Votre tâche
Répondez aux questions suivantes à partir de l'extrait sur les saints.
(a) Quel prix Christiane Rancé a-t-elle reçu, et pour quel livre ?
(b) Chez quel éditeur et en quelle année paraît son Dictionnaire amoureux des saints ?
(c) D'après la question posée par FIGAROVOX, combien de personnes l'Église a-t-elle canonisées au cours de son Histoire ?

Extrait du texte
┏━━
Ok

En poursuivant votre navigation sur ce site, vous acceptez l'utilisation de cookies. Ces derniers assurent le bon fonctionnement de nos services. En savoir plus.

À chaque crise, ce sont les saints qui ont relevé l’Église

IMPRIMER

De Paul Sugy sur le site du Figaro (Vox) :

Christiane Rancé: «À chaque crise, ce sont les saints qui ont relevé l’Église»

Christiane Rancé: «À chaque crise, ce sont les saints qui ont relevé l’Église»

FIGAROVOX/GRAND ENTRETIEN - Dans son Dictionnaire amoureux des saints, Christiane Rancé convoque certains des plus grands saints de l’Église, ainsi que les écrivains qui ont su avec passion retranscrire la vie et l’espérance de ces hommes et de ces femmes. La France comme l’Église doivent beaucoup, selon elle, à leur audace et à leur foi.


Christiane Rancé est romancière et essayiste. Elle a reçu le prix de l’essai de l’Académie française pour son Thérèse d’Avila. Elle publie un Dictionnaire amoureux des saints(Plon, 2019).


FIGAROVOX.- Selon vous, l’Église a canonisé environ cinquante mille personnes au cours de son Histoire… Vous ne pouviez pas faire un dictionnaire de cinquante mille entrées! Comment avez-vous choisi vos saints?
┗━━
Jeu d'enregistrements
┏━━
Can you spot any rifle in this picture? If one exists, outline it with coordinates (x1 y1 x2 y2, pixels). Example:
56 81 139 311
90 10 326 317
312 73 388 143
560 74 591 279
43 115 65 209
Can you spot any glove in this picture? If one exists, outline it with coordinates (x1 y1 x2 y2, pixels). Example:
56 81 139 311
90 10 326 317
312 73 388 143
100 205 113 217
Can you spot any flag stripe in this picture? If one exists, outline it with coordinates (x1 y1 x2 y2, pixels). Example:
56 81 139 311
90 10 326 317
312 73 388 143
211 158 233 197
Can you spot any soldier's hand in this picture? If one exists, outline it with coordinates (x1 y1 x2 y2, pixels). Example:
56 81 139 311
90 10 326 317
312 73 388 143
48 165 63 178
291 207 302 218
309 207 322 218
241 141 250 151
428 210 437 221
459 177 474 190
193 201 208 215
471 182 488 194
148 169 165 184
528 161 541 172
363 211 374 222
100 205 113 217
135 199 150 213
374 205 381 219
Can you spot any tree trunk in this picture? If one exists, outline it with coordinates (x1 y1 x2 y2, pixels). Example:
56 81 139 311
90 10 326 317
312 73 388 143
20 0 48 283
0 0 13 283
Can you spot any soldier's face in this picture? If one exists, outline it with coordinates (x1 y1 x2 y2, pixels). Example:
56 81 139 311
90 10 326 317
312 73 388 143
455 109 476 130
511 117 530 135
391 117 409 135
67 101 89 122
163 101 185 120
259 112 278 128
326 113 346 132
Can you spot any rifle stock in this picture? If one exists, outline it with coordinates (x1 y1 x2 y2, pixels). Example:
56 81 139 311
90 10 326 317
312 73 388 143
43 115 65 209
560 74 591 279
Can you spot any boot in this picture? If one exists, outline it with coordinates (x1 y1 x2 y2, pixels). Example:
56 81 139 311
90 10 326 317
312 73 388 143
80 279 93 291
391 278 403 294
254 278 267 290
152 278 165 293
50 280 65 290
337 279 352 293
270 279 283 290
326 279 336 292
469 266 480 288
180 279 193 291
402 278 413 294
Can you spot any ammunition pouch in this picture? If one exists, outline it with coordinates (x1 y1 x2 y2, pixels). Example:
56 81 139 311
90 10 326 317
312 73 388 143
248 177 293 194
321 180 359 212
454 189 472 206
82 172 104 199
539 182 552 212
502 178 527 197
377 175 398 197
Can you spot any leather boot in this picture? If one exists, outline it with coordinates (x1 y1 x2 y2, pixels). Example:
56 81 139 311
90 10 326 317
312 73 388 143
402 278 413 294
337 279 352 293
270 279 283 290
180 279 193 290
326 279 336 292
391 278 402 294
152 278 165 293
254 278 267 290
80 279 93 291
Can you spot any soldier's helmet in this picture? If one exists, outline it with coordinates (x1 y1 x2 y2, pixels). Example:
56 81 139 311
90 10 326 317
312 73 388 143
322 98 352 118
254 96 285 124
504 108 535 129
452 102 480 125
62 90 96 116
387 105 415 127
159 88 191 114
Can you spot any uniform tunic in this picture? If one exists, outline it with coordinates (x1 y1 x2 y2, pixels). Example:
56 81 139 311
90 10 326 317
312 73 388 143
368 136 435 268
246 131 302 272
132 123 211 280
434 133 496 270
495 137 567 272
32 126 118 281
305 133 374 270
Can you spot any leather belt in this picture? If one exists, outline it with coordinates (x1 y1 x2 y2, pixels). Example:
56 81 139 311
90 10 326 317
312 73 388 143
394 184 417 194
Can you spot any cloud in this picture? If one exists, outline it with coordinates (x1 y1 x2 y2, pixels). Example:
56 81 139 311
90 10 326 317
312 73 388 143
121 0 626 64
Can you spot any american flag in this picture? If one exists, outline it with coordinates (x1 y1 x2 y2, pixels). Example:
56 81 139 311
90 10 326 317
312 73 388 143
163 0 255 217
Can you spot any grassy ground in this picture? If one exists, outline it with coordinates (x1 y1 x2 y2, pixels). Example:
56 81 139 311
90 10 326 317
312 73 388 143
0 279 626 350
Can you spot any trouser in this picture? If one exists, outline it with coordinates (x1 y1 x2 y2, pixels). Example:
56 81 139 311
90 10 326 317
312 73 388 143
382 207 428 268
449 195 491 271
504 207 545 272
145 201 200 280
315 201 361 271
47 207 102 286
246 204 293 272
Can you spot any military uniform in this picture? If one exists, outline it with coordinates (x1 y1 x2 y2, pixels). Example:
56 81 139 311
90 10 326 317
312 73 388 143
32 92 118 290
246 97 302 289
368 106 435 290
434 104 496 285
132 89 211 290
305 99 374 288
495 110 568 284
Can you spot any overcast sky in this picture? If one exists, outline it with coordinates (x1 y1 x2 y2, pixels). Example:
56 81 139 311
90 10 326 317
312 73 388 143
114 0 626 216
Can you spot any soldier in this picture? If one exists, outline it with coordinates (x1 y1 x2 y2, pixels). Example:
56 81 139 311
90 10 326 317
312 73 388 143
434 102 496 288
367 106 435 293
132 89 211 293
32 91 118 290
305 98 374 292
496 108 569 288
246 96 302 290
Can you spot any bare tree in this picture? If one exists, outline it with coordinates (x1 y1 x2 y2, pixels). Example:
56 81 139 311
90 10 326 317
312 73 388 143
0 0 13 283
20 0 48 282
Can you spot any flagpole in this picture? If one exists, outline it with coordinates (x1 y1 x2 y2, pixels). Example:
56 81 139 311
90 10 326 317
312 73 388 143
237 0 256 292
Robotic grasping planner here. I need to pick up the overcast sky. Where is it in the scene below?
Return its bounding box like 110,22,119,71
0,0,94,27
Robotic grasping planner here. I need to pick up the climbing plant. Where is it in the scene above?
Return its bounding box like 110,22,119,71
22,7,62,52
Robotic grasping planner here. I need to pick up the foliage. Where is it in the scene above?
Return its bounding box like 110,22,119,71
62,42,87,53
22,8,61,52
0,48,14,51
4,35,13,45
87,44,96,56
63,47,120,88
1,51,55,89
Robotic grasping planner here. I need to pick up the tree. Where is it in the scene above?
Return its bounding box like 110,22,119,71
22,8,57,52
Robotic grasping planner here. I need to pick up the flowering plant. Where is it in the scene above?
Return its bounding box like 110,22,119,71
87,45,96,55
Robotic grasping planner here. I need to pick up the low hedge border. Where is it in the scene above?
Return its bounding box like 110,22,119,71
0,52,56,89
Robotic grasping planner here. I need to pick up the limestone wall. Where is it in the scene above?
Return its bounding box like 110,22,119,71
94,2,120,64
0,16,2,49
┗━━
Résultat
(a) Le prix de l'essai de l'Académie française, pour son Thérèse d'Avila.
(b) Chez Plon, en 2019.
(c) Environ cinquante mille.